— SHORT PROBLEM —
Rewrite the listing below, changing every "instance" to "occurrence" and leaving all else unchanged.
───── RAW RECORDS ─────
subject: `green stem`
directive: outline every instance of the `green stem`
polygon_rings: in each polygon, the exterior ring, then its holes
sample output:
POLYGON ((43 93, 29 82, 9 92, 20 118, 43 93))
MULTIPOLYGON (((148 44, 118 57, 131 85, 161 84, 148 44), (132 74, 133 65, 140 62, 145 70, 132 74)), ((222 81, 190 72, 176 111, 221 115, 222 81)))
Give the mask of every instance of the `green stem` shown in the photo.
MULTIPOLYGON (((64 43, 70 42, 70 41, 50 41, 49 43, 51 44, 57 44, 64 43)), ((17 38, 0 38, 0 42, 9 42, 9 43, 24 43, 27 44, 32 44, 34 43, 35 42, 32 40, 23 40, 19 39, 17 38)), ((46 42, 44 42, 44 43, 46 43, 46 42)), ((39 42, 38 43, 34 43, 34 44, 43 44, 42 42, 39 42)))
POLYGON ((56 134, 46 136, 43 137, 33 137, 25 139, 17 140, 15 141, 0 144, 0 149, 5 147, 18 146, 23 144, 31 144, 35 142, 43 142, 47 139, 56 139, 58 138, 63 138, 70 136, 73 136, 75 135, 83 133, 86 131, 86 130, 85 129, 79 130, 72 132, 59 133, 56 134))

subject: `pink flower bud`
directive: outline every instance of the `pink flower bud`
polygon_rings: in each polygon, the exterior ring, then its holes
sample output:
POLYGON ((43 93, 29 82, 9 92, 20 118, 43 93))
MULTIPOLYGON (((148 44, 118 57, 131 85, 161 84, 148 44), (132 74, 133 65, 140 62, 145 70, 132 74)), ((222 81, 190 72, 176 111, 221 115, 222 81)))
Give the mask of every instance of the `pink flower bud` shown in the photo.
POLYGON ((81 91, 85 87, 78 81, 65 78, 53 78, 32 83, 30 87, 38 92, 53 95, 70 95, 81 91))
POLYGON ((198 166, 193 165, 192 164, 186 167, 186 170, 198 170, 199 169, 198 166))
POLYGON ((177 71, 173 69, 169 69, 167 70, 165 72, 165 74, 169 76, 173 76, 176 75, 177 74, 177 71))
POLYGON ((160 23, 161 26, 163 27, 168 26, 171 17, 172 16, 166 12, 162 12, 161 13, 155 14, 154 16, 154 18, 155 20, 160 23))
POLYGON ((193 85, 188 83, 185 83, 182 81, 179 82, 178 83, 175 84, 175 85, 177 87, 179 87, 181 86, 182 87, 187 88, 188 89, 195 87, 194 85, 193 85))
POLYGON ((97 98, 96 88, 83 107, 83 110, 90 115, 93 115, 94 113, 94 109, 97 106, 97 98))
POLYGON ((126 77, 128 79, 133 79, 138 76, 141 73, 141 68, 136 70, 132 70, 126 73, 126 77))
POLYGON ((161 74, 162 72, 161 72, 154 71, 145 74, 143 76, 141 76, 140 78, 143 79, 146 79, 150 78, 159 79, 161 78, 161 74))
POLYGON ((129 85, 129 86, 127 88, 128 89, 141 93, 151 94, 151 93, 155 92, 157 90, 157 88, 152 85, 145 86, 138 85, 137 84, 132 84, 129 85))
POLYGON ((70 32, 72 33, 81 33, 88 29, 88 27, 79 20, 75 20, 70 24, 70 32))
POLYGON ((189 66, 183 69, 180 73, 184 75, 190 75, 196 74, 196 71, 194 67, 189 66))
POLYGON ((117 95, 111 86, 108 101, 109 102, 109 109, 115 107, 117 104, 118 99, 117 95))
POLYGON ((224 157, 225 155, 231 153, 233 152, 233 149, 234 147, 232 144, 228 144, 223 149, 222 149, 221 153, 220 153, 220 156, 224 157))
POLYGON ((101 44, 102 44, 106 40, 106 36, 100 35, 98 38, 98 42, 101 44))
─────
— RESULT OF THIS TASK —
subject: `green stem`
directive: outline every occurrence of the `green stem`
polygon_rings: in each polygon, the exterior ring, then its holes
sample output:
POLYGON ((43 93, 29 82, 9 92, 20 118, 43 93))
MULTIPOLYGON (((148 44, 118 57, 131 85, 161 84, 148 44), (132 74, 133 65, 140 62, 145 70, 132 74)), ((222 81, 190 72, 176 111, 221 115, 222 81)))
Give the mask of every occurrence of the `green stem` shown in the photo.
MULTIPOLYGON (((64 43, 70 42, 70 41, 50 41, 49 43, 51 44, 57 44, 64 43)), ((17 38, 0 38, 0 42, 9 42, 9 43, 24 43, 27 44, 32 44, 34 43, 35 42, 32 40, 23 40, 19 39, 17 38)), ((46 42, 44 42, 44 43, 46 43, 46 42)), ((39 42, 38 43, 34 43, 34 44, 43 44, 42 42, 39 42)))
POLYGON ((56 134, 46 136, 43 137, 33 137, 25 139, 17 140, 15 141, 0 144, 0 149, 5 147, 18 146, 23 144, 31 144, 35 142, 43 142, 47 139, 56 139, 58 138, 63 138, 70 136, 73 136, 75 135, 83 133, 86 131, 86 130, 85 129, 79 130, 72 132, 59 133, 56 134))

subject: `pink flower bud`
directive: outline every occurrence of the `pink flower bud`
polygon_rings: in each polygon, the exterior ring, then its holes
sample output:
POLYGON ((43 93, 29 82, 9 92, 20 118, 43 93))
MULTIPOLYGON (((148 44, 118 57, 131 85, 161 84, 148 44), (132 74, 133 65, 140 62, 145 70, 132 74)), ((222 81, 190 72, 176 111, 221 115, 222 81)))
Give the mask of every occurrence of the `pink flower bud` shown in the photo.
POLYGON ((81 91, 85 87, 78 81, 65 78, 53 78, 32 83, 30 87, 38 92, 53 95, 70 95, 81 91))
POLYGON ((198 166, 193 165, 192 164, 186 167, 186 170, 198 170, 199 169, 198 166))
POLYGON ((177 71, 173 69, 169 69, 167 70, 165 72, 165 74, 169 76, 173 76, 176 75, 177 74, 177 71))
POLYGON ((160 23, 161 26, 163 27, 168 26, 171 17, 172 16, 166 12, 162 12, 161 13, 155 14, 154 16, 154 18, 155 20, 160 23))
POLYGON ((193 85, 188 83, 185 83, 182 81, 179 82, 178 83, 175 84, 175 85, 177 87, 179 87, 181 86, 182 87, 187 88, 188 89, 195 87, 194 85, 193 85))
POLYGON ((97 98, 96 88, 83 107, 83 110, 90 115, 93 115, 94 113, 94 109, 97 106, 97 98))
POLYGON ((126 77, 128 79, 133 79, 138 76, 141 73, 141 68, 136 70, 132 70, 126 73, 126 77))
POLYGON ((161 74, 162 72, 161 72, 154 71, 145 74, 143 76, 141 76, 140 78, 143 79, 146 79, 150 78, 159 79, 161 78, 161 74))
POLYGON ((129 85, 129 86, 127 88, 128 89, 141 93, 151 94, 151 93, 155 92, 157 90, 157 88, 152 85, 145 86, 138 85, 137 84, 132 84, 129 85))
POLYGON ((70 32, 72 33, 81 33, 88 29, 88 27, 79 20, 75 20, 70 24, 70 32))
POLYGON ((189 66, 183 69, 180 73, 184 75, 190 75, 196 74, 196 71, 194 67, 189 66))
POLYGON ((117 95, 111 86, 108 101, 109 102, 109 109, 115 107, 117 104, 118 99, 117 95))
POLYGON ((224 157, 225 155, 231 153, 233 152, 233 149, 234 147, 232 144, 228 144, 223 149, 222 149, 221 153, 220 153, 220 156, 224 157))
POLYGON ((101 44, 102 44, 106 40, 106 36, 100 35, 98 38, 98 42, 101 44))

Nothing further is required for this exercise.